Tasks and exercises ->
- A) In the forum thread, which collection on the store's website does AngieO's link lead to?
- B) Write out the forum thread from "A huge congratulations" up to and including "lot of grit.", substituting "patience" for "grit".
- C) Proceed with the forum thread from its last post, adding what comes next.

[Opening Selected excerpt section]

LOL…. sorry about the small rant.


----------



## AngieO (Jul 9, 2012)

Here is a link to the stores website. This link is actually to the rough-sawn collection. I linked to that because that's mostly what I work on so far. And… it just so happens that they are my favorite tables.

http://www.madisontableworks.com/rough-sawn.html


----------



## Alongiron (Jan 10, 2011)

I am so jealous right now….Congratulations! You hear the phrase sometimes; that "it is hard to find help nowadays!" but they found not good help but great help!!


----------



## Alongiron (Jan 10, 2011)

I am so jealous right now….Congratulations! You hear the phrase sometimes; that "it is hard to find good help nowadays!" but they found not good help but great help!!


----------



## Blackie_ (Jul 10, 2011)

A huge congratulations Angie, you go girl! happy for ya.


----------



## Knothead62 (Apr 17, 2010)

Good luck and congrats! That sanding takes a lot of grit.

[Closing Selected excerpt section]
[Opening Data section]

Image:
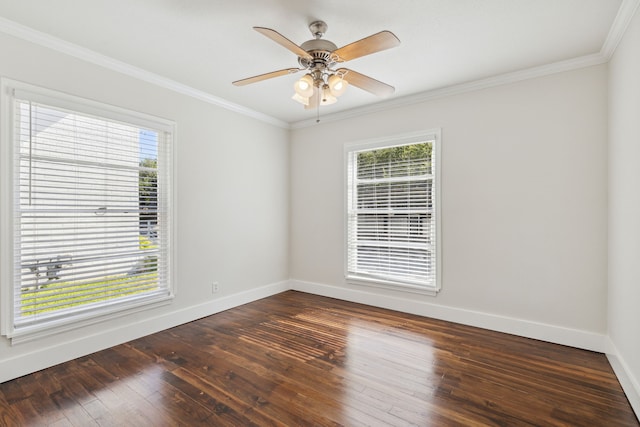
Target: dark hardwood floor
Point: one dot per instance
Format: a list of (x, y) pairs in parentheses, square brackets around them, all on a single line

[Closing Data section]

Responses to the tasks ->
- A) The rough-sawn collection.

- B)
A huge congratulations Angie, you go girl! happy for ya.


----------



## Knothead62 (Apr 17, 2010)

Good luck and congrats! That sanding takes a lot of patience.

- C)
----------



## Gene01 (Jan 5, 2009)

Sounds like you fell into a bed of thornless roses. Congrats!
You know the saying, "When one door closes, another opens." You walked right through.


----------



## Kentuk55 (Sep 21, 2010)

Congrats Angie. It's already been said, but, I'll say it again, don't forget some dust protection. I know you're having fun.


----------



## Sanding2day (May 6, 2013)

That is fantastic Angie, congrats on the new job… Just spent the past half hour looking over the tables on the website. Some great stuff! Enjoy!!!


----------



## shinju (Apr 11, 2009)

Congrats on the new job, best of luck!!!!!!!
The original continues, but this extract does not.